**Source information:**
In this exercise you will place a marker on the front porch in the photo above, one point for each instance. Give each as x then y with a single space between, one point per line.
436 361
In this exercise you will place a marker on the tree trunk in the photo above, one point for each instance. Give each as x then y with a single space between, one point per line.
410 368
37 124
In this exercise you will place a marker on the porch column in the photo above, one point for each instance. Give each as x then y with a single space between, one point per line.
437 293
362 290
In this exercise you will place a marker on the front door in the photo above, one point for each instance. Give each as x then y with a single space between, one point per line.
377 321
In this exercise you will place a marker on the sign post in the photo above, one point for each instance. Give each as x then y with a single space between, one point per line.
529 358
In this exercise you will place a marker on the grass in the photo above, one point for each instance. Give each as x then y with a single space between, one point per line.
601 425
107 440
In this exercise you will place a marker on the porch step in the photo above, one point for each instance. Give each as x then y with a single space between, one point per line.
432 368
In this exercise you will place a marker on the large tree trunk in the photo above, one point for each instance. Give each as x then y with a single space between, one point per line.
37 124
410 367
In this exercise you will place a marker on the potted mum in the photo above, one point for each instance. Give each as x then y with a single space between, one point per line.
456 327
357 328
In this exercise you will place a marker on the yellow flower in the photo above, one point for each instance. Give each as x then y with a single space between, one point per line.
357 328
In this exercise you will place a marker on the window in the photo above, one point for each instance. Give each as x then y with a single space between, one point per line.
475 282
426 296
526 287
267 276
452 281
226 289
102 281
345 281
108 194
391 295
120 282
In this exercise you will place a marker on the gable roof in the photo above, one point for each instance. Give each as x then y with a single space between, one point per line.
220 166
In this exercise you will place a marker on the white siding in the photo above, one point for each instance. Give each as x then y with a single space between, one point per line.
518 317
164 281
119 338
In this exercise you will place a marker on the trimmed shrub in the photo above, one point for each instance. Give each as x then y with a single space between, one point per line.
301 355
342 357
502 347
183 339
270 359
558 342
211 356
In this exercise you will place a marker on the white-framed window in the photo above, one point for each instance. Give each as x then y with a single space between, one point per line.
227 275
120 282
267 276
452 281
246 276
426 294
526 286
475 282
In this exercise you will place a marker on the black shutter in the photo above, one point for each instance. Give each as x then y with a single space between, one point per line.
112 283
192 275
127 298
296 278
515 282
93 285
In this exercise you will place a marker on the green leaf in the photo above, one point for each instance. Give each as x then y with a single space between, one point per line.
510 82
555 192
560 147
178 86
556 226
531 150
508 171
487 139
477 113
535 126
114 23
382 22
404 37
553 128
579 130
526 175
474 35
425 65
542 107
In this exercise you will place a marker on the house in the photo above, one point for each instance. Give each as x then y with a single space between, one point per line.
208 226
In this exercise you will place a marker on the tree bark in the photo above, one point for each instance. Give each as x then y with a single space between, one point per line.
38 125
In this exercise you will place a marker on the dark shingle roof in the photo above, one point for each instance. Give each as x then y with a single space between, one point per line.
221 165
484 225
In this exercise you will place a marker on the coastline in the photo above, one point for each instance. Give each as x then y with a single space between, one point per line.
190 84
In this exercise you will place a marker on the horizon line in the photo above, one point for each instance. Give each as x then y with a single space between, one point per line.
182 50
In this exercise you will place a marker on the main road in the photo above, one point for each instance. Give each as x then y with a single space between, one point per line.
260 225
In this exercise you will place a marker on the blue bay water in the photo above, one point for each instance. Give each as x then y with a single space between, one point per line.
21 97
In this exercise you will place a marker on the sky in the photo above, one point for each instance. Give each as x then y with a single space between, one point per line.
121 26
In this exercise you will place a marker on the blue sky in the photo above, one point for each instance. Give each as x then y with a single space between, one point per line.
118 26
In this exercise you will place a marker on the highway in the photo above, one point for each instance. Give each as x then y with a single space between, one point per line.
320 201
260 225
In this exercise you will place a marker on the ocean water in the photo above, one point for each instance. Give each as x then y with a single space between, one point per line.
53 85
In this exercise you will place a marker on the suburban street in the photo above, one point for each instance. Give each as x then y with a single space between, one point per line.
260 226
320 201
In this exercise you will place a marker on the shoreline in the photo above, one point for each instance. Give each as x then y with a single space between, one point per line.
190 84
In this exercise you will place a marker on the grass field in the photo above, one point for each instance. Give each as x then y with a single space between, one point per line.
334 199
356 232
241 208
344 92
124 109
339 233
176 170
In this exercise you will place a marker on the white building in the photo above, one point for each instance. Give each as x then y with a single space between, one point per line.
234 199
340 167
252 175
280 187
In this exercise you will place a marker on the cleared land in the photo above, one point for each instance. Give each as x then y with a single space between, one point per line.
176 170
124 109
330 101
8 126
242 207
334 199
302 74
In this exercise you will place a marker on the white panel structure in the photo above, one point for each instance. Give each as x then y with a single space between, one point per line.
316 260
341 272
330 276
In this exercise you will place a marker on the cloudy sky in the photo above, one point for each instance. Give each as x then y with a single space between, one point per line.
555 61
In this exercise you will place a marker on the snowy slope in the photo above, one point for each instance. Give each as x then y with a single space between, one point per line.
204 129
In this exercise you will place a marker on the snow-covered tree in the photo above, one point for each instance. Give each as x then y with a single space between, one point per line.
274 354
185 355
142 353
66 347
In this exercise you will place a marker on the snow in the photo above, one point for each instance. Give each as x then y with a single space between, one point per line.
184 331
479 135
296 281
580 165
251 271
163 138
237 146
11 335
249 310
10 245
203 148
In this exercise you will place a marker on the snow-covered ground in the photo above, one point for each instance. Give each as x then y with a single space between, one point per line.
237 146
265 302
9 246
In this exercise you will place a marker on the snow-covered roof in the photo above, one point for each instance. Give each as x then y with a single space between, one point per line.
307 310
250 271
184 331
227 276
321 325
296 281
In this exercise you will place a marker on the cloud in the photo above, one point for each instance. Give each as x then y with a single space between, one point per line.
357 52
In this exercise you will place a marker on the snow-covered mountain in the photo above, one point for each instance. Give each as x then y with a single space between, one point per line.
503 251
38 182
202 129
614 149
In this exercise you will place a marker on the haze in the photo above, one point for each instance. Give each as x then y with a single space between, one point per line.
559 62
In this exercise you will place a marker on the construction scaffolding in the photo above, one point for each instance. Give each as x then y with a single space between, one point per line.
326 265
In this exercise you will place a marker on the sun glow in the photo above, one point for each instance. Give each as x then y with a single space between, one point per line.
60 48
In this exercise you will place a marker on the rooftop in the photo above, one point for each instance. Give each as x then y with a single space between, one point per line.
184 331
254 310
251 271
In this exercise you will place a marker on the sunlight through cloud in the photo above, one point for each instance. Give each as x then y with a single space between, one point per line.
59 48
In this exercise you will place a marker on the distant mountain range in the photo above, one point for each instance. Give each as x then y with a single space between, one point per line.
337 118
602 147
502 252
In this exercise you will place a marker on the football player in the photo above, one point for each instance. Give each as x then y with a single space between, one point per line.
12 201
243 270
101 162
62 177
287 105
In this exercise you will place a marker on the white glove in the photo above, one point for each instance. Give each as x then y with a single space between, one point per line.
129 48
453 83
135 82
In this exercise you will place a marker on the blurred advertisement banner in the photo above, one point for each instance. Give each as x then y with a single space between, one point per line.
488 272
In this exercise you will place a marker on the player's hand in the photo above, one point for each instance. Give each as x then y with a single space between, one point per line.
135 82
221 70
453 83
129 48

**What is being asked:**
Please return every entry exactly as it appears.

**Your response:**
In this exercise you will place a marker on the front porch in the photo above, one point for each instance. Give each as x then y with a single space between, one point per line.
436 361
In this exercise you will place a marker on the tree trunk in the photo above, one point for each instance. Give each as x then y with a single space between, one point per line.
410 368
37 124
In this exercise you will place a marker on the porch column in the photo above, one point for each instance. Give each as x then y with a single space between, one point per line.
437 293
362 290
In this exercise you will place a marker on the front door in the photo above, one point for each instance. Give each as x then y with a single space between, one point per line.
377 321
In this exercise you will place a marker on the sign post in the photo above, one point for each instance. Give each as x then y with a single space between, one point per line.
529 358
In this exercise you will place a marker on the grass in the photo above, one point for each instance. Give each as x then y with a single space between, one point per line.
601 425
107 440
In this exercise you will place a marker on the porch step in the photo above, one point for each instance. Give each as x then y with a single space between, one point per line.
432 368
In this exercise you will place a marker on the large tree trunk in the photo above, one point for each instance. Give each as x then y with a single space between, one point per line.
37 124
410 367
In this exercise you will place a marker on the potted mum in the photo above, one point for each instance. Give each as x then y with a single space between, one point per line.
456 327
357 328
In this exercise you will place a marker on the yellow flower in the photo above, one point for each instance. Give each as x then y with a single space between, one point per line.
357 328
In this exercise you will place a marker on the window in the photo above, one point for each instance. Give each as x then y with a single space between, one point per line.
475 282
426 296
526 287
267 276
452 281
226 289
102 281
345 281
108 194
391 295
120 282
In this exercise you will place a marker on the gable roof in the photo above, one point for each instance. Give each as x then y with a single space between, one point per line.
220 166
In this exercise you will place a marker on the white siding in the photo above, one point for each instance. Give each as x then y with a single space between, one point per line.
518 317
164 281
119 338
In this exercise you will place a marker on the trimmed shrub in the photo above, one point for each instance. Give each as x then y with a single space between, one point per line.
301 355
342 357
502 347
183 339
270 359
558 342
211 356
In this exercise you will place a marker on the white-framed window in the photo above, one point for each instance. Give each as x then y with a single space between, one point per line.
227 275
120 282
267 276
452 281
246 276
426 294
526 286
475 282
In this exercise you will place a marker on the black shutter in the photo above, one point for each instance. Give each as x then y with a single space between, one point per line.
112 283
192 275
127 298
296 278
515 282
93 285
In this exercise you will place a marker on the green leaf in the photo above, one point for each instance. Give each as x then y with a single space between, one point per line.
510 82
555 192
560 147
178 86
556 226
531 150
508 171
487 139
477 113
535 126
114 23
382 22
404 37
553 128
579 130
526 175
474 35
425 65
542 107
In this exercise you will place a marker on the house in the photo above, one point for each instance. Give each as x then y with a single space between, one point per line.
208 226
In this exercise you will place a marker on the tree bark in the photo above, one point for each instance. Give each as x then y with a single space between, one point per line.
38 125
In this exercise you will place a marker on the dark shingle roof in the photo above, one point for each instance. Give each as x then y with a single space between, one point per line.
221 165
484 225
In this exercise you will place a marker on the coastline in the photo above, one point for each instance. Give each as x then y with a single space between, one point per line.
190 84
In this exercise you will place a marker on the horizon line in the photo above, one point for each instance. Give each as x then y with a single space between, one point per line.
182 50
In this exercise you will place a marker on the main road in the photo above, one point for each instance. Give each as x then y with a single space between, one point per line.
260 225
In this exercise you will place a marker on the blue bay water in the photo above, one point for each instance. Give each as x then y with a single space between, one point per line.
21 97
In this exercise you will place a marker on the sky in the photo above, one point for each instance. Give each as x then y with a single space between, one point per line.
121 26
In this exercise you will place a marker on the blue sky in the photo above, one point for each instance. Give each as x then y with a single space between, one point per line.
118 26
In this exercise you will place a marker on the highway in the photo above, one point for each instance. Give each as x then y with a single space between, one point per line.
320 201
260 225
In this exercise you will place a marker on the ocean water in the photo above, one point for each instance. Give each as x then y with a single space between, one point per line.
53 85
In this exercise you will place a marker on the suburban street in the photo above, one point for each instance. Give each as x then y with a single space between, one point per line.
260 226
320 201
In this exercise you will place a marker on the shoreline in the photo above, one point for each instance. Give each as x then y with a single space between, one point per line.
190 84
In this exercise you will place a marker on the grass field in the photo above, one point for each instance. Give each as x then y with a single space between, one point per line.
334 199
356 232
241 208
344 92
124 109
339 233
176 170
In this exercise you will place a marker on the white building in the photo above, one point for each instance. Give each as x then y with a single space between, one point per line.
234 199
340 167
252 175
280 187
In this exercise you will place a marker on the cleared land in the photo above, one point for each instance. Give each as x then y with a single space between, one point per line.
176 170
124 109
330 101
8 126
242 207
334 199
302 74
In this exercise you will place a marker on the white panel structure in the photo above, one point for each instance. Give each as x then y with a single space between, one point per line.
316 260
341 272
330 276
In this exercise you will place a marker on the cloudy sky in the photo above, one point for each instance. Give each as x then y with a single space between, one point per line.
555 61
In this exercise you will place a marker on the snowy slope in the photo above, one point for each instance. Give each as x then y with a single space between, one point per line.
204 129
In this exercise you will place a marker on the snow-covered tree in the photo above, one point for each instance. Give each as x then y with a single space between, one point per line.
274 354
185 355
142 353
66 347
In this exercise you will place a marker on the snow in the photo above, one point for each instance. Give each as x then y with a single space between, one point per line.
184 331
479 135
296 281
580 165
251 271
163 138
237 146
11 335
249 310
10 245
203 148
In this exercise you will place a marker on the snow-covered ground in the photo above, one point for each instance. Give each as x then y with a single space between, one point per line.
237 146
265 302
9 246
In this exercise you will place a marker on the snow-covered roof in the photo above, one point for each instance. Give each as x then y with a single space between, one point per line.
307 310
250 271
184 331
227 276
321 325
296 281
In this exercise you will place a marker on the cloud in the photo above, one point for each instance. Give each as x then y with a single space between, one point per line.
357 52
In this exercise you will place a marker on the snow-covered mountain in the photo above, one point for each instance. Give each as x then y with a single space between, one point per line.
503 251
38 182
202 129
614 149
In this exercise you will place a marker on the haze in the photo above, one point for each instance. Give each as x then y with a single space between, one point per line.
559 62
In this exercise you will place a marker on the construction scaffolding in the photo above, one point for each instance. Give each as x then y with a single space between, one point per line.
326 265
In this exercise you will place a marker on the sun glow in the photo above, one point for each instance. Give each as x then y with a single space between, one point per line.
60 48
In this exercise you will place a marker on the rooftop in the photo above, one point for each instance. Give each as x then y with a single space between, one point per line.
184 331
254 310
251 271
In this exercise you will place a marker on the sunlight through cloud in the photo above, one point for each instance. Give each as x then y with a single space between, one point per line.
59 48
In this exercise you will place a marker on the distant mountain range in the photo above, one point for each instance. Give each as x then y with a single space between, one point per line.
337 118
602 147
502 252
In this exercise you will place a marker on the football player in the photo above, one point for each instance. Give each as x then y with a single space between, one point per line.
12 201
243 270
101 162
62 177
287 105
In this exercise you will place a marker on the white glove in the photo above, one point for each instance. Give each as x then y with a single space between, one point per line.
129 48
453 83
135 82
In this exercise you will place a marker on the blurred advertisement banner in the photo above, one point for each instance. Give each as x then y with a single space between, one point per line.
488 272
In this exercise you will place a marker on the player's hand in the photo above, one point for each instance. Give each as x then y with a single space between, one point per line.
135 82
221 70
453 83
129 48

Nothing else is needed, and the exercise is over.